Data to examine:
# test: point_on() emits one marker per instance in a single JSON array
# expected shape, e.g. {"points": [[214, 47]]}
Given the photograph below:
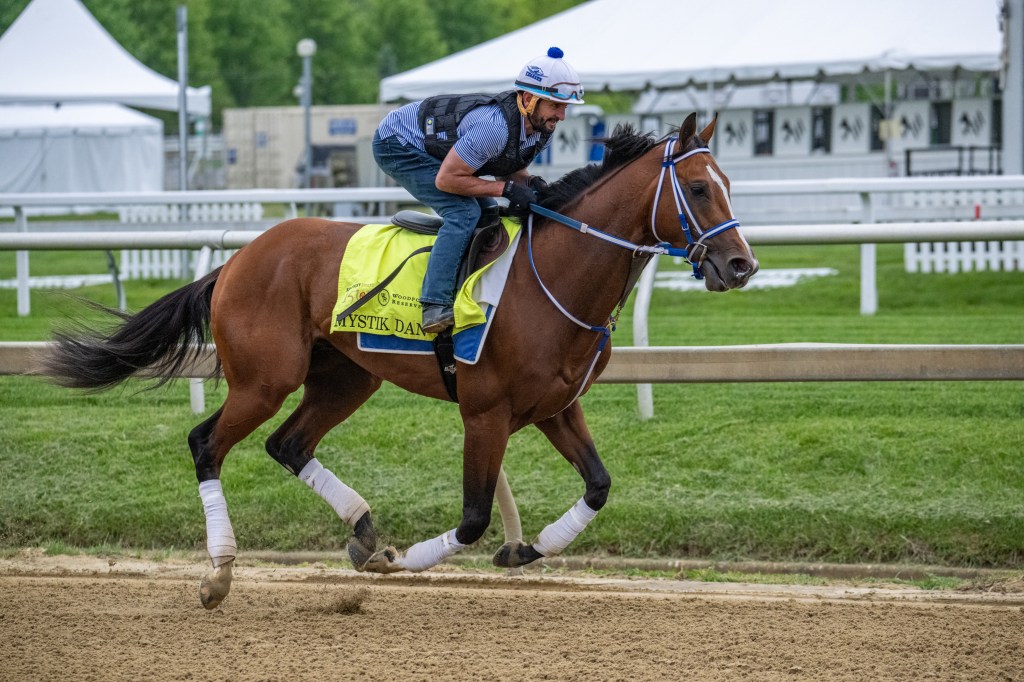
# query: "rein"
{"points": [[694, 254]]}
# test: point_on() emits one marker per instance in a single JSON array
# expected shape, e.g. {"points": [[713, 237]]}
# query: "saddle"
{"points": [[487, 242]]}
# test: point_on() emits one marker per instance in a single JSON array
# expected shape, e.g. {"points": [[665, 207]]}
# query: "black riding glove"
{"points": [[519, 196], [538, 184]]}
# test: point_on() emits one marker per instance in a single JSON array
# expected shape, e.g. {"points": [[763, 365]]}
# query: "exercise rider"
{"points": [[439, 148]]}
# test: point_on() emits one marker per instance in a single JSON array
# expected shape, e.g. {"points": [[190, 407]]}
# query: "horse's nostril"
{"points": [[741, 267]]}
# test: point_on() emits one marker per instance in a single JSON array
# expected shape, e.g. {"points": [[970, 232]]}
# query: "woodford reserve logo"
{"points": [[389, 313]]}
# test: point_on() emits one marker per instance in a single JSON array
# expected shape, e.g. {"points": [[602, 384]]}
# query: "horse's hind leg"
{"points": [[335, 387], [567, 432], [249, 405]]}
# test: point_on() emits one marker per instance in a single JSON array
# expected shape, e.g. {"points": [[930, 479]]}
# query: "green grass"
{"points": [[926, 472]]}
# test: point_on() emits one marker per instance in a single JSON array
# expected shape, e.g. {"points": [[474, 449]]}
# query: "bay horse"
{"points": [[268, 309]]}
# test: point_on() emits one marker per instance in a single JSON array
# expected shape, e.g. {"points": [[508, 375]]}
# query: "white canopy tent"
{"points": [[55, 51], [79, 147], [633, 45]]}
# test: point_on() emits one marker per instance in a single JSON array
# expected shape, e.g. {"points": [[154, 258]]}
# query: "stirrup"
{"points": [[437, 317]]}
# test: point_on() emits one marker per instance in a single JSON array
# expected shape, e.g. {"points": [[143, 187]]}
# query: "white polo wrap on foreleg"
{"points": [[219, 536], [430, 552], [345, 501], [557, 537]]}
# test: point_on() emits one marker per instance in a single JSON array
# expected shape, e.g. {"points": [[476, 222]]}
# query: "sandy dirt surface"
{"points": [[118, 619]]}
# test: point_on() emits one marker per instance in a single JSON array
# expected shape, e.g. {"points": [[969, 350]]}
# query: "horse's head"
{"points": [[700, 218]]}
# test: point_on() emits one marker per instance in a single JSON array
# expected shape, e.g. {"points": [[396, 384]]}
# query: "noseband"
{"points": [[697, 248]]}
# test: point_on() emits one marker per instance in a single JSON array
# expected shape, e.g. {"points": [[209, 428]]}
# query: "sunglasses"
{"points": [[560, 91]]}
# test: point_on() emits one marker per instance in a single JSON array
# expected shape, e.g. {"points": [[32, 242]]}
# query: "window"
{"points": [[821, 130], [941, 121], [764, 124], [877, 143]]}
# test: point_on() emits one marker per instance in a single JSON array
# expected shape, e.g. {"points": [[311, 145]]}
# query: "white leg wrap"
{"points": [[219, 536], [345, 501], [557, 537], [430, 552]]}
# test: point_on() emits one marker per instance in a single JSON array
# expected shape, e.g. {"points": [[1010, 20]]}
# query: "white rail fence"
{"points": [[869, 201], [879, 199], [701, 365]]}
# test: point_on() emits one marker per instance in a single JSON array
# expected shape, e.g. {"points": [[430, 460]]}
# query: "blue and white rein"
{"points": [[694, 254], [697, 248]]}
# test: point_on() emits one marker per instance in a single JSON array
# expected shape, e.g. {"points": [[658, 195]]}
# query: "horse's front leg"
{"points": [[567, 432], [483, 446]]}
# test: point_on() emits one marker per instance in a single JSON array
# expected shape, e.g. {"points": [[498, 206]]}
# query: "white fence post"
{"points": [[868, 263], [22, 265], [641, 306], [197, 394]]}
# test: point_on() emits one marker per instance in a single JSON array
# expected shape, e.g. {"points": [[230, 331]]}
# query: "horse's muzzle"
{"points": [[733, 273]]}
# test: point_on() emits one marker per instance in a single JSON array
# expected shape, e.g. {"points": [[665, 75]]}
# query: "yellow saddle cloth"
{"points": [[373, 254]]}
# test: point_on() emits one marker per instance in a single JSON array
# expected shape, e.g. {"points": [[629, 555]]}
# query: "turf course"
{"points": [[926, 472]]}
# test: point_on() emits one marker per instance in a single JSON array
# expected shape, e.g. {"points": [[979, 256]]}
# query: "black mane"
{"points": [[624, 145]]}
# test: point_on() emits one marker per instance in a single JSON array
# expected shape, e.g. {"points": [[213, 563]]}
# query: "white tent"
{"points": [[79, 147], [55, 51], [638, 44]]}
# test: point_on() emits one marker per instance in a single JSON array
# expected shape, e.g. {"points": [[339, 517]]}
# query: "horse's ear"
{"points": [[688, 129], [709, 129]]}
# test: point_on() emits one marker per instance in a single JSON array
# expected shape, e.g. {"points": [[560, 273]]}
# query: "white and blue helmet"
{"points": [[552, 78]]}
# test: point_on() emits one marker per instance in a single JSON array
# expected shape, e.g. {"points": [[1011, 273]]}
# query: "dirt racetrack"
{"points": [[93, 619]]}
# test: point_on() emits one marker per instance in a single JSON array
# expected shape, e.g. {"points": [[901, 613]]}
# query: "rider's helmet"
{"points": [[550, 77]]}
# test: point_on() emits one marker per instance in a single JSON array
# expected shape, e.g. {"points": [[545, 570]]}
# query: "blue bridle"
{"points": [[696, 249], [695, 252]]}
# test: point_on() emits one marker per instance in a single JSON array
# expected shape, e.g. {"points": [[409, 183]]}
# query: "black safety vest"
{"points": [[444, 113]]}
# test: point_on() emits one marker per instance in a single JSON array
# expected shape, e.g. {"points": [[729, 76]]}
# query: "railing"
{"points": [[864, 229]]}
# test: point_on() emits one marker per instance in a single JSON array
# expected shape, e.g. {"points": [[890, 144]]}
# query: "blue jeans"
{"points": [[416, 170]]}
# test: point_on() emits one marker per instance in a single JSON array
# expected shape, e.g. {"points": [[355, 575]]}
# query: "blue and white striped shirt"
{"points": [[482, 132]]}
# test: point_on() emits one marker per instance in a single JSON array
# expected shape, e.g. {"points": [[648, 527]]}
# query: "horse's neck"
{"points": [[585, 273]]}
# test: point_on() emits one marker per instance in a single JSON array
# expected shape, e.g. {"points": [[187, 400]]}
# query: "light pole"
{"points": [[306, 48]]}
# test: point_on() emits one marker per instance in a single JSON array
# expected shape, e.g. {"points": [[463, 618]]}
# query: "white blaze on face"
{"points": [[728, 202], [721, 183]]}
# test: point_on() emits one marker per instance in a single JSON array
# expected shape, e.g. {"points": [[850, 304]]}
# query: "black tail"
{"points": [[162, 339]]}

Exercise description: Although the records above contain pictures, your copy should give only their text, exactly as written.

Response to this exercise:
# test: point_on() emits one marker per instance in a single JSON array
# expected shape, e.g. {"points": [[214, 47]]}
Given the photograph below:
# query: "rein"
{"points": [[694, 254]]}
# test: point_on() emits one marker per instance in a single JSON array
# expected shape, e.g. {"points": [[713, 237]]}
# query: "saddle"
{"points": [[487, 242]]}
# test: point_on() emits one marker per instance in a single JSON array
# expected shape, e.g. {"points": [[665, 207]]}
# query: "black riding glove"
{"points": [[519, 196], [538, 184]]}
# test: point_on() emits one marker per instance in a single JSON array
# expected shape, e.g. {"points": [[763, 365]]}
# query: "exercise rider"
{"points": [[439, 148]]}
# test: point_on() emits one marker per instance in a single JSON array
# expected shape, e.g. {"points": [[190, 407]]}
# query: "horse's nostril"
{"points": [[741, 267]]}
# test: point_on() emits one marker per instance in a single JSON array
# expected shape, e.g. {"points": [[970, 232]]}
# query: "woodford reserve logo"
{"points": [[389, 313]]}
# test: point_on() emits one marker per instance in a single JSON array
# expected shape, e.g. {"points": [[602, 384]]}
# query: "horse's hind leg"
{"points": [[335, 387], [567, 432], [249, 405]]}
# test: point_on() emits one marker per instance in a single JSON array
# expected shape, e.g. {"points": [[930, 479]]}
# query: "green grass"
{"points": [[926, 472]]}
# test: point_on() emits one marker per instance in a single JSON array
# expected shape, e.g. {"points": [[474, 449]]}
# query: "bay horse"
{"points": [[268, 309]]}
# test: point_on() emits one marker per instance in a single JSON array
# expected shape, e.g. {"points": [[508, 375]]}
# query: "white canopy tent"
{"points": [[55, 51], [79, 147], [633, 45]]}
# test: point_on() emits one marker per instance in a single JSON array
# expected shape, e.g. {"points": [[154, 258]]}
# query: "stirrup"
{"points": [[437, 317]]}
# test: point_on() emits one marker per instance in a single JSON array
# expected shape, e.g. {"points": [[143, 187]]}
# query: "white polo wrap on foreleg"
{"points": [[219, 536], [430, 552], [345, 501], [557, 537]]}
# test: point_on() emits one marker per instance in a single JSON array
# expected shape, e.g. {"points": [[476, 222]]}
# query: "sandy dirt surface"
{"points": [[118, 619]]}
# test: point_on() emits one marker per instance in a single JSON array
# expected shape, e.g. {"points": [[969, 350]]}
# query: "horse's head"
{"points": [[700, 218]]}
# test: point_on() emits one marker per instance in a single JSON array
# expected shape, e.g. {"points": [[396, 384]]}
# query: "noseband"
{"points": [[697, 248]]}
# test: point_on() emits one marker per instance in a single JSON array
# expected shape, e.g. {"points": [[209, 428]]}
# query: "sunglasses"
{"points": [[560, 91]]}
# test: point_on() emits one marker per instance in a single JSON array
# expected shape, e.g. {"points": [[32, 242]]}
# query: "window"
{"points": [[821, 130], [941, 121], [764, 124], [877, 143]]}
# test: point_on() emits one marker per instance in a single JSON array
# expected shape, e.g. {"points": [[311, 145]]}
# query: "white leg wrap"
{"points": [[219, 536], [345, 501], [557, 537], [430, 552]]}
# test: point_on() emits one marker per instance in a single JSON array
# expected shape, e.g. {"points": [[1010, 20]]}
# query: "white rail fence"
{"points": [[869, 201], [879, 199], [701, 365]]}
# test: point_on() emits one marker per instance in a single JSON array
# expected shape, e.g. {"points": [[430, 460]]}
# query: "blue and white rein"
{"points": [[694, 254], [697, 248]]}
# test: point_on() emits one marker per instance in a single JSON array
# expected shape, e.g. {"points": [[658, 195]]}
# query: "horse's front leg"
{"points": [[567, 432], [483, 446]]}
# test: point_on() emits one marker per instance in a single JSON array
# expected shape, e.g. {"points": [[498, 206]]}
# query: "white fence post"
{"points": [[868, 263], [22, 265], [641, 306], [197, 394]]}
# test: point_on() emits one marker per instance in a single JSON array
# expected shape, e.g. {"points": [[230, 331]]}
# query: "horse's muzzle"
{"points": [[733, 273]]}
# test: point_on() emits one marker per instance in a single JSON array
# expected shape, e.g. {"points": [[665, 75]]}
# query: "yellow saddle cloth"
{"points": [[373, 254]]}
# test: point_on() emits one marker per instance in a single JSON array
# expected shape, e.g. {"points": [[629, 555]]}
# query: "turf course"
{"points": [[926, 472]]}
# test: point_on() emits one marker per instance in a single JSON array
# expected shape, e.g. {"points": [[979, 256]]}
# query: "black mane"
{"points": [[624, 145]]}
# test: point_on() emits one marker per instance in a single JSON array
# expected shape, e.g. {"points": [[213, 563]]}
# query: "white tent"
{"points": [[79, 147], [55, 51], [638, 44]]}
# test: point_on() emits one marker per instance in a single JSON array
# expected shape, e.g. {"points": [[339, 517]]}
# query: "horse's ear"
{"points": [[688, 129], [709, 129]]}
# test: point_on() emits one marker per instance in a single JSON array
# expected shape, e.g. {"points": [[560, 273]]}
# query: "white and blue helmet"
{"points": [[552, 78]]}
# test: point_on() emits one marker per instance in a single JSON array
# expected shape, e.g. {"points": [[1011, 273]]}
# query: "dirt racetrack"
{"points": [[93, 619]]}
# test: point_on() emits one marker per instance in a single JSON array
# expected shape, e.g. {"points": [[901, 613]]}
# query: "rider's helmet"
{"points": [[550, 77]]}
# test: point_on() emits one marker per instance in a single JSON array
# expected shape, e.g. {"points": [[545, 570]]}
# query: "blue bridle"
{"points": [[696, 249], [695, 252]]}
# test: point_on() emits one marker per instance in a single JSON array
# expected shape, e.g. {"points": [[409, 183]]}
# query: "black safety vest"
{"points": [[444, 113]]}
# test: point_on() emits one marker per instance in a single JSON array
# expected shape, e.g. {"points": [[729, 76]]}
# query: "railing"
{"points": [[864, 229]]}
# test: point_on() emits one marker per instance in a single JSON array
# expected shape, e.g. {"points": [[890, 144]]}
# query: "blue jeans"
{"points": [[416, 170]]}
# test: point_on() emits one marker per instance in a single JSON array
# expected shape, e.g. {"points": [[355, 575]]}
# query: "blue and white striped shirt"
{"points": [[482, 132]]}
# test: point_on() emits one marker per instance in a single JSON array
# expected shape, e.g. {"points": [[648, 527]]}
# query: "horse's neck"
{"points": [[585, 273]]}
# test: point_on() emits one marker per instance in a single JSON array
# expected shape, e.g. {"points": [[187, 400]]}
# query: "light pole"
{"points": [[306, 48]]}
# test: point_on() emits one marker per instance in a single JSON array
# expected shape, e.g. {"points": [[463, 618]]}
# query: "white blaze on face"
{"points": [[728, 202], [721, 183]]}
# test: point_on() emits one marker per instance in a single JSON array
# expected shape, e.g. {"points": [[850, 304]]}
# query: "black tail"
{"points": [[162, 339]]}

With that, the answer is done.